- WHAT IS EXPECTED: Your task is to return the line containing "[spot] the outdoor" plus every line after it, exactly and with nothing added.

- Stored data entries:
========

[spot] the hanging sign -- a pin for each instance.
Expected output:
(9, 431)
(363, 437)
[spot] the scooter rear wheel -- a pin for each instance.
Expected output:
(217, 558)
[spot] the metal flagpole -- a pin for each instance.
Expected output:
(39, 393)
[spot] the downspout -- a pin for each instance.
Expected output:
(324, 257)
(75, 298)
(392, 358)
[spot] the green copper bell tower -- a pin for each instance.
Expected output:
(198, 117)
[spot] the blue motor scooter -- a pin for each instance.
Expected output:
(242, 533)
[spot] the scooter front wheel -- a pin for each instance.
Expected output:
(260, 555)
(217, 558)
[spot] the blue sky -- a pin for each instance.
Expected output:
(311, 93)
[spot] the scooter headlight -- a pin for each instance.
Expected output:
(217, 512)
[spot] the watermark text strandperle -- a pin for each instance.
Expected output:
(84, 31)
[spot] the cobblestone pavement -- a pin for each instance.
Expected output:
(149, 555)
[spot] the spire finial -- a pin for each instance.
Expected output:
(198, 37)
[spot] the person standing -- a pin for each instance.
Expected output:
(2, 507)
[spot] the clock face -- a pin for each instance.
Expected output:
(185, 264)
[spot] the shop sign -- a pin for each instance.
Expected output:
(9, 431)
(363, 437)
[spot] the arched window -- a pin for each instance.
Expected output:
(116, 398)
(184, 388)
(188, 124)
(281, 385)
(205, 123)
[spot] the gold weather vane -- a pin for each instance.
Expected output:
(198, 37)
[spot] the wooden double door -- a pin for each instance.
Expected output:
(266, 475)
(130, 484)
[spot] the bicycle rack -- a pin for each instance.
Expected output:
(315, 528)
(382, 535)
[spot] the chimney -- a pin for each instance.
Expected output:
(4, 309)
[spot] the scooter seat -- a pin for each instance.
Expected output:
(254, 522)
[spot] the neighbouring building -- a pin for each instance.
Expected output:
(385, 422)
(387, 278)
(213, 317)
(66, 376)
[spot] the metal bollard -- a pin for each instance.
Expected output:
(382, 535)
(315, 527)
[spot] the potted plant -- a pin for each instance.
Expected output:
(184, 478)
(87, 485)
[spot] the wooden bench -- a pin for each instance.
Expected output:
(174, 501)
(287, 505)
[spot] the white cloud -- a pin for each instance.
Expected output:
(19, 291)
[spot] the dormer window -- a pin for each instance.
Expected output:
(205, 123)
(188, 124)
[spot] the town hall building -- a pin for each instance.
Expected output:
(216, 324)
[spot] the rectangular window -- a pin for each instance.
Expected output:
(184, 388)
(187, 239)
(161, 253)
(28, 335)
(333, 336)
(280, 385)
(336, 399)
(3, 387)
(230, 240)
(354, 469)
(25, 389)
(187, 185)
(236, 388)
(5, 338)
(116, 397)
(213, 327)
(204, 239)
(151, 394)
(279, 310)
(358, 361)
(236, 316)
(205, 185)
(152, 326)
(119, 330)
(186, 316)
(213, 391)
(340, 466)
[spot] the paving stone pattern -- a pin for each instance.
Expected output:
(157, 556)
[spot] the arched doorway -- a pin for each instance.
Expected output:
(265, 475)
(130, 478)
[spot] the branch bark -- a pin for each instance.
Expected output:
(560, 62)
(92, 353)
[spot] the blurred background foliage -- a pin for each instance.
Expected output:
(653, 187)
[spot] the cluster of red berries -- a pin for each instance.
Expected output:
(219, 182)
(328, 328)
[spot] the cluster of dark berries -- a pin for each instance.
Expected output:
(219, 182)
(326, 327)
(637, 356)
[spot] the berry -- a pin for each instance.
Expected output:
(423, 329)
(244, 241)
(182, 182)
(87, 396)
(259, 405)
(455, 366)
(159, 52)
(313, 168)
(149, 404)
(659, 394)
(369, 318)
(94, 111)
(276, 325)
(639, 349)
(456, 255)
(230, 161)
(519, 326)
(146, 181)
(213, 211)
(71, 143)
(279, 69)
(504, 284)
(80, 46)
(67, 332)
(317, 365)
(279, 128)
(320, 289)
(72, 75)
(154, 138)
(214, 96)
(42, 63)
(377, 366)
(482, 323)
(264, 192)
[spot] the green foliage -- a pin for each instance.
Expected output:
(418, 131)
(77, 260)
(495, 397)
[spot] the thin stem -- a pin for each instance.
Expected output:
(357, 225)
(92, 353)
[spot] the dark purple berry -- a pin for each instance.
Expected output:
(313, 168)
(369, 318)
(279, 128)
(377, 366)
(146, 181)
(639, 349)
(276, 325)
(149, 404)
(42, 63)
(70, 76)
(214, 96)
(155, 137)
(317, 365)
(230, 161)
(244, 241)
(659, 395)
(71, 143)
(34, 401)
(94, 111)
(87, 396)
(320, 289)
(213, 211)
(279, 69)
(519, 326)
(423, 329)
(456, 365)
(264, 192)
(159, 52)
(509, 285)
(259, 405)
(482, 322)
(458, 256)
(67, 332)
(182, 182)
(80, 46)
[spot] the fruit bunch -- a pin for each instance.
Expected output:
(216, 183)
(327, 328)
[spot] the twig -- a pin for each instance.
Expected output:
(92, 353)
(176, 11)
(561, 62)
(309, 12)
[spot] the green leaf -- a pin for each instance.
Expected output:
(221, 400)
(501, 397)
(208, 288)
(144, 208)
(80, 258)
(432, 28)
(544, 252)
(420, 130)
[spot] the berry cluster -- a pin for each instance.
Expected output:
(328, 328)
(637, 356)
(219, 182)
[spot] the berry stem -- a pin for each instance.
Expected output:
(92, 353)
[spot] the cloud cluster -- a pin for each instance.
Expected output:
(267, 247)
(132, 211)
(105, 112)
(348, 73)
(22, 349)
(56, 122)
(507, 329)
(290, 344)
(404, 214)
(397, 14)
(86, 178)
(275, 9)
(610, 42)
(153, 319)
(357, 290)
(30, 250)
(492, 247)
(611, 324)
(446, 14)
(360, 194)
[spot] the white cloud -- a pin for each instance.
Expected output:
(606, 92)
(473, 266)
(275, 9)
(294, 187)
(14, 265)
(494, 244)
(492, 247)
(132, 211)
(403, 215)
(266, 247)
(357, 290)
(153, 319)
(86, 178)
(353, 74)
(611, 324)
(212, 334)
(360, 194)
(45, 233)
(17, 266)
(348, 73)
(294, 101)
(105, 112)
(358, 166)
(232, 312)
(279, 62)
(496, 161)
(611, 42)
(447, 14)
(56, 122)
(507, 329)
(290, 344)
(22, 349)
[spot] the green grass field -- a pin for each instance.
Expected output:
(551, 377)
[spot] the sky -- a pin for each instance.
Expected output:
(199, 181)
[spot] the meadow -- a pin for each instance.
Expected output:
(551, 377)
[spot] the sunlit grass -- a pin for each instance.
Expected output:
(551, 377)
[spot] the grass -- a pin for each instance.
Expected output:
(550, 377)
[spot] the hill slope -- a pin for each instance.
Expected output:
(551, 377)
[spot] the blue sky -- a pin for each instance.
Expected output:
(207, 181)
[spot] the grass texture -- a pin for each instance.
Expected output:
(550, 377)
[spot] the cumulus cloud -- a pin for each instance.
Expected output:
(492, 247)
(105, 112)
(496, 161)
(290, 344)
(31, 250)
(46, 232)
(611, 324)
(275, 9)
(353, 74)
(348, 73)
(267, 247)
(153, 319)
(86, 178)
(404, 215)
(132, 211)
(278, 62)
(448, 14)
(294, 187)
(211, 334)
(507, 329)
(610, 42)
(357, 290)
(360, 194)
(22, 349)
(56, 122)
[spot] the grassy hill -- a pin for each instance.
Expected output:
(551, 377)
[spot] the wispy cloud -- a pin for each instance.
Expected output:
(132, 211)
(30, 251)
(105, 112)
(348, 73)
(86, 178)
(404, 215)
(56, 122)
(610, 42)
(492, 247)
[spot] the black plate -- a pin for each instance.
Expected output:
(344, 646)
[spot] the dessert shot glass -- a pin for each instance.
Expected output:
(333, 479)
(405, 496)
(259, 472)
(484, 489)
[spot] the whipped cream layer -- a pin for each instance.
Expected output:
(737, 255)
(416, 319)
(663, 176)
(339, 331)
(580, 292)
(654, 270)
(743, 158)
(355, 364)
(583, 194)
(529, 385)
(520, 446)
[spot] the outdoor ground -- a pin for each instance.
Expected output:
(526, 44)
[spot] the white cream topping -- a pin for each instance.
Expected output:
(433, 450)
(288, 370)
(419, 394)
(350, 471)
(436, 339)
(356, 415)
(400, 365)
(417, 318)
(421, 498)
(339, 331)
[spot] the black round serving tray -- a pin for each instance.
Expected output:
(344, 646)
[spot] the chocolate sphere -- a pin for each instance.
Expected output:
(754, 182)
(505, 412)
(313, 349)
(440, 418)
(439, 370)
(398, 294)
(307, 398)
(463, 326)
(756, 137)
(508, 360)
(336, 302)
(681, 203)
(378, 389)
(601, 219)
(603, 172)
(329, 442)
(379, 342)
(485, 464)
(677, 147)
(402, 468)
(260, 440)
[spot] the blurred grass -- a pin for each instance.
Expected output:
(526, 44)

========

- OUTPUT OF THE EXERCISE:
[spot] the outdoor ground -- a pin for each instance.
Expected output:
(526, 44)
[spot] the white cream topping -- a pin for each instance.
Expected output:
(433, 450)
(288, 370)
(419, 394)
(350, 471)
(436, 339)
(356, 415)
(400, 365)
(417, 318)
(421, 498)
(339, 331)
[spot] the black round serving tray -- a pin for each instance.
Expected output:
(344, 646)
[spot] the chocolate sphere -- a pin for each instance.
Expected output:
(754, 182)
(505, 412)
(313, 349)
(440, 418)
(439, 370)
(398, 294)
(307, 398)
(463, 326)
(756, 137)
(508, 360)
(336, 302)
(681, 203)
(378, 389)
(601, 219)
(603, 172)
(329, 442)
(379, 342)
(485, 464)
(677, 147)
(402, 468)
(260, 440)
[spot] the blurred grass -- a pin for each instance.
Expected output:
(526, 44)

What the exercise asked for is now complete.